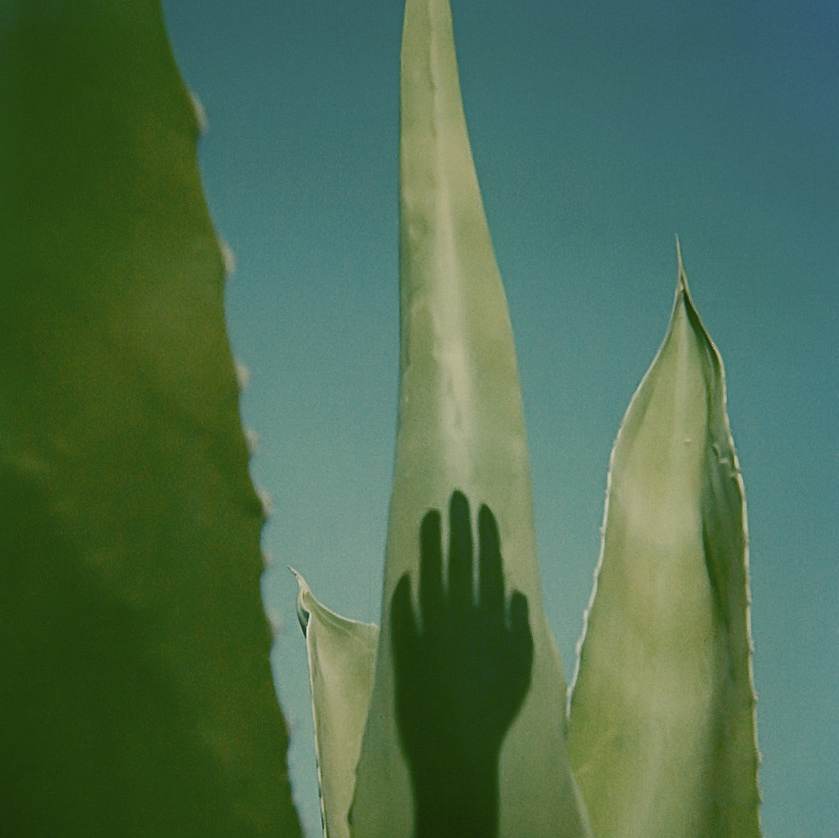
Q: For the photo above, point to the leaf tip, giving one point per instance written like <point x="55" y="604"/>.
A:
<point x="302" y="590"/>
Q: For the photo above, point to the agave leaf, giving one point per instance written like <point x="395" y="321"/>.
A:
<point x="662" y="731"/>
<point x="342" y="657"/>
<point x="135" y="682"/>
<point x="460" y="426"/>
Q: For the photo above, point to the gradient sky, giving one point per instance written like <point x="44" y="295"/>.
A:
<point x="600" y="131"/>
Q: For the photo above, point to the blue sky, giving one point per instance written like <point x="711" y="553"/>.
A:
<point x="600" y="131"/>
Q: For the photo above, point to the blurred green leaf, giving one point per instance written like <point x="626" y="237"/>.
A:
<point x="662" y="732"/>
<point x="135" y="686"/>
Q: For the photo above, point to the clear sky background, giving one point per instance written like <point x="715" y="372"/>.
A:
<point x="600" y="130"/>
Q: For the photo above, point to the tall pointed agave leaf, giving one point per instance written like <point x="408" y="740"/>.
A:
<point x="460" y="427"/>
<point x="136" y="693"/>
<point x="662" y="731"/>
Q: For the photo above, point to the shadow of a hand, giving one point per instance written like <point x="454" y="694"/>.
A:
<point x="461" y="674"/>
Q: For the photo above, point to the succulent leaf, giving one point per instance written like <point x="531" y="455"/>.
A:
<point x="135" y="682"/>
<point x="662" y="733"/>
<point x="460" y="427"/>
<point x="342" y="657"/>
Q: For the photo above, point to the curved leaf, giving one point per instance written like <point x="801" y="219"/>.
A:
<point x="342" y="657"/>
<point x="662" y="716"/>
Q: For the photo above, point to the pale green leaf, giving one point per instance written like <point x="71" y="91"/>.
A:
<point x="136" y="691"/>
<point x="460" y="427"/>
<point x="342" y="657"/>
<point x="662" y="716"/>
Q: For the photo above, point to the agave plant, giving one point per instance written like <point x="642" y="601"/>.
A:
<point x="135" y="686"/>
<point x="451" y="719"/>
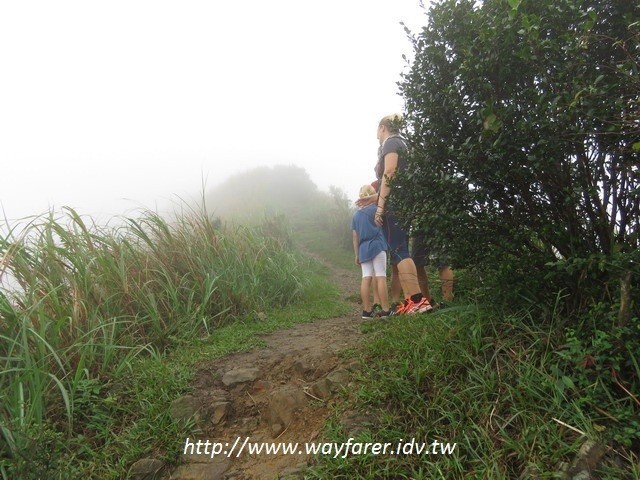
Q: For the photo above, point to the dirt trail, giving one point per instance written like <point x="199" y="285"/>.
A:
<point x="281" y="393"/>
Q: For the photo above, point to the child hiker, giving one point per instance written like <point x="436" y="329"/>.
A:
<point x="370" y="250"/>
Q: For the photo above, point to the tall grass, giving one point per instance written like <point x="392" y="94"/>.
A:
<point x="79" y="301"/>
<point x="486" y="381"/>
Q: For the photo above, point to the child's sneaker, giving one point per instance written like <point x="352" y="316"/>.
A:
<point x="422" y="306"/>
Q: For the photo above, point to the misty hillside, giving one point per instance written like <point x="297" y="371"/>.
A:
<point x="286" y="195"/>
<point x="266" y="191"/>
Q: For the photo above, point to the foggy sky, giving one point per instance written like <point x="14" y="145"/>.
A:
<point x="113" y="106"/>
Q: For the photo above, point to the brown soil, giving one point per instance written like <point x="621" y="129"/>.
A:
<point x="291" y="385"/>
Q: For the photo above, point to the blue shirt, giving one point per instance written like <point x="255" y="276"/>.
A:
<point x="370" y="236"/>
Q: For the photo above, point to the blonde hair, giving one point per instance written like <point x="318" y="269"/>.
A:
<point x="392" y="123"/>
<point x="366" y="190"/>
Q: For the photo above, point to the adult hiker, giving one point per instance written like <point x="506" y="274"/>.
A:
<point x="391" y="159"/>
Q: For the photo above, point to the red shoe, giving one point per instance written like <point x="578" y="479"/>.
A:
<point x="423" y="306"/>
<point x="400" y="309"/>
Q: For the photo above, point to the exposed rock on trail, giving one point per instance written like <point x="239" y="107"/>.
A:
<point x="280" y="393"/>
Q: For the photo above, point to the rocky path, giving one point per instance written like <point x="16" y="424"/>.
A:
<point x="278" y="394"/>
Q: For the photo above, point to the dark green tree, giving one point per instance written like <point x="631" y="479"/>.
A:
<point x="524" y="125"/>
<point x="523" y="122"/>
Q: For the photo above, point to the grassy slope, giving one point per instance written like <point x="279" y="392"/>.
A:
<point x="473" y="377"/>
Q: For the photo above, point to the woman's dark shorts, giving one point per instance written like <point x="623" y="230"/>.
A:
<point x="396" y="238"/>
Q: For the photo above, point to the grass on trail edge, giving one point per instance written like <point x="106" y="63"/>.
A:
<point x="129" y="419"/>
<point x="467" y="376"/>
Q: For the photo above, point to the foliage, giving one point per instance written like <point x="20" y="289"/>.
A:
<point x="523" y="122"/>
<point x="79" y="303"/>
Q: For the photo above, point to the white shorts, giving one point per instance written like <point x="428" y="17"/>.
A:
<point x="376" y="267"/>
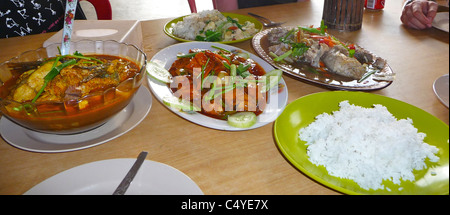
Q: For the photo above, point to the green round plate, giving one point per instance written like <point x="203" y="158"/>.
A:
<point x="242" y="18"/>
<point x="302" y="112"/>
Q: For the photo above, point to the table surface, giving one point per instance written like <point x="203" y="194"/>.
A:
<point x="247" y="162"/>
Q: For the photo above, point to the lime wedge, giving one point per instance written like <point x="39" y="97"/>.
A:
<point x="272" y="79"/>
<point x="242" y="119"/>
<point x="179" y="104"/>
<point x="159" y="73"/>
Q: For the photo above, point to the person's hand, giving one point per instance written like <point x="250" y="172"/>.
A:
<point x="419" y="14"/>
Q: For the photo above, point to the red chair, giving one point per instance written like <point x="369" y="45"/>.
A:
<point x="102" y="8"/>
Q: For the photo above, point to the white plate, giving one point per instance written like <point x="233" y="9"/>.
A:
<point x="276" y="101"/>
<point x="120" y="124"/>
<point x="441" y="21"/>
<point x="103" y="177"/>
<point x="441" y="89"/>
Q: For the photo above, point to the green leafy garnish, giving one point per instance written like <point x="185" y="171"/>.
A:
<point x="52" y="74"/>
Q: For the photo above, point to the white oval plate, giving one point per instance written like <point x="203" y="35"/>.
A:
<point x="120" y="124"/>
<point x="103" y="177"/>
<point x="276" y="100"/>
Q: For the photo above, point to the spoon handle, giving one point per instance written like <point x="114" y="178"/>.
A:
<point x="71" y="6"/>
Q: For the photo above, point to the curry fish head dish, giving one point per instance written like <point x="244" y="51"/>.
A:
<point x="46" y="92"/>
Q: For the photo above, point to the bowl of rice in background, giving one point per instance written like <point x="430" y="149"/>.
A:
<point x="310" y="126"/>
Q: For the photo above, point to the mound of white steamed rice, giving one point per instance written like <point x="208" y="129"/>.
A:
<point x="191" y="25"/>
<point x="367" y="145"/>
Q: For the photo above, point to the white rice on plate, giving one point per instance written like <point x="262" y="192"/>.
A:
<point x="367" y="145"/>
<point x="197" y="23"/>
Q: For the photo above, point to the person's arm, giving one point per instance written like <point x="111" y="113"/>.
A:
<point x="419" y="14"/>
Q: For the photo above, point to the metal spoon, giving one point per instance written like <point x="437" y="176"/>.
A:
<point x="71" y="6"/>
<point x="266" y="22"/>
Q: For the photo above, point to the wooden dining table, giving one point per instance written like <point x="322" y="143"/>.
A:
<point x="241" y="162"/>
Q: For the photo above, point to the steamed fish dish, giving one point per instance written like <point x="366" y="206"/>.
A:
<point x="316" y="51"/>
<point x="212" y="26"/>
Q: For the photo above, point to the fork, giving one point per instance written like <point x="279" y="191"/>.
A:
<point x="266" y="22"/>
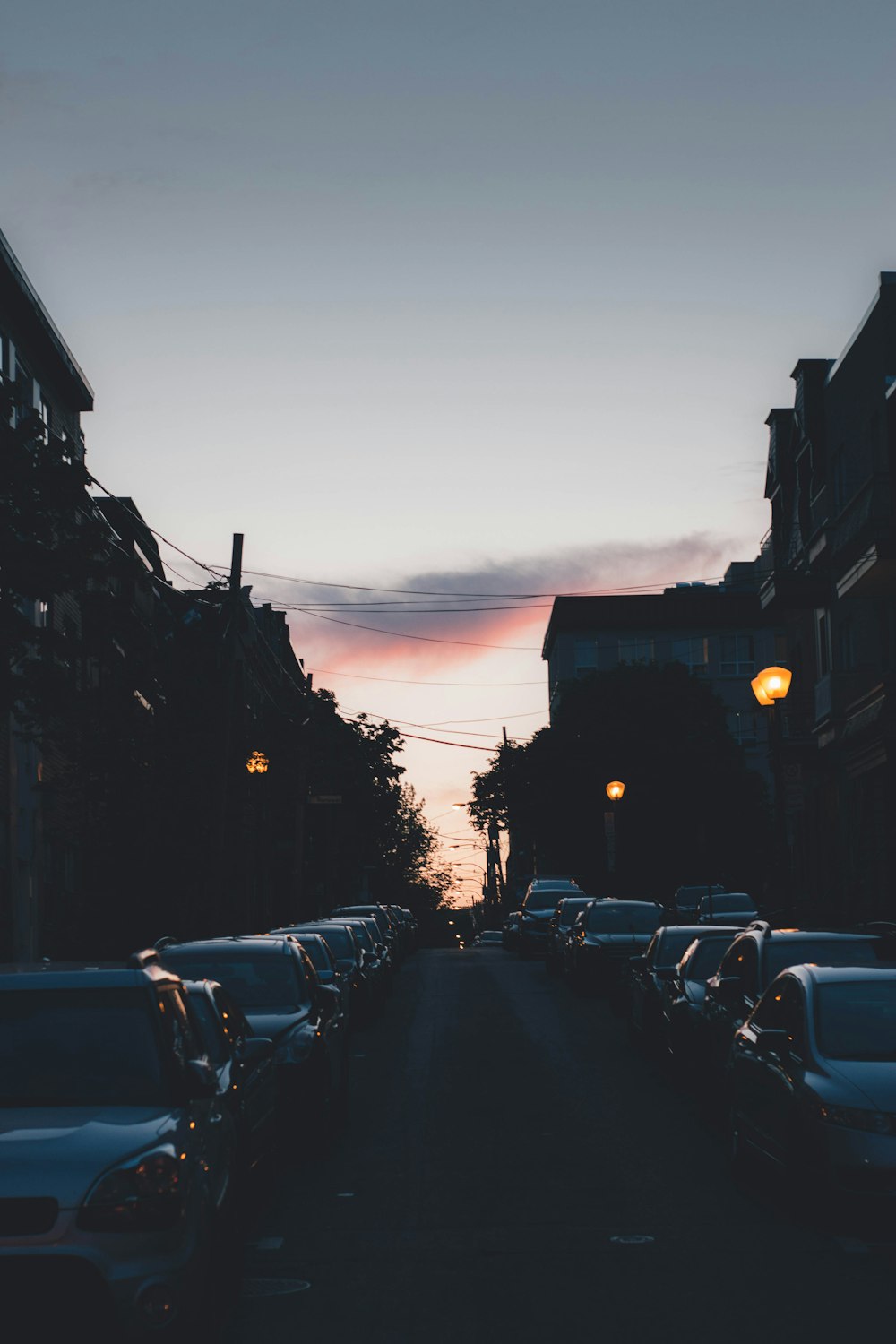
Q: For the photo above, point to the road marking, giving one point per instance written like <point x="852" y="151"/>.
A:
<point x="271" y="1287"/>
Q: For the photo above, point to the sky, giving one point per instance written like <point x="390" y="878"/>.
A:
<point x="447" y="296"/>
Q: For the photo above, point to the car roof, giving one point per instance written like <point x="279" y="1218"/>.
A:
<point x="841" y="975"/>
<point x="83" y="976"/>
<point x="265" y="943"/>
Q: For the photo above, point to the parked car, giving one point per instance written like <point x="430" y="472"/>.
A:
<point x="753" y="961"/>
<point x="605" y="937"/>
<point x="244" y="1064"/>
<point x="118" y="1150"/>
<point x="540" y="900"/>
<point x="686" y="900"/>
<point x="649" y="975"/>
<point x="274" y="983"/>
<point x="511" y="930"/>
<point x="727" y="908"/>
<point x="684" y="992"/>
<point x="349" y="956"/>
<point x="386" y="924"/>
<point x="559" y="926"/>
<point x="813" y="1078"/>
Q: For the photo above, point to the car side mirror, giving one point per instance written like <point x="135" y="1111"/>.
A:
<point x="728" y="989"/>
<point x="254" y="1048"/>
<point x="202" y="1080"/>
<point x="772" y="1040"/>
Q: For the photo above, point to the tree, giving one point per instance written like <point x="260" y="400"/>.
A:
<point x="692" y="811"/>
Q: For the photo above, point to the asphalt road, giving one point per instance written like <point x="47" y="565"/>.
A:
<point x="513" y="1171"/>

** INSTRUCTIONS FOR THE TASK **
Respond with nothing but the number of lines in the entries that contain the string "dish".

** RESPONSE AREA **
2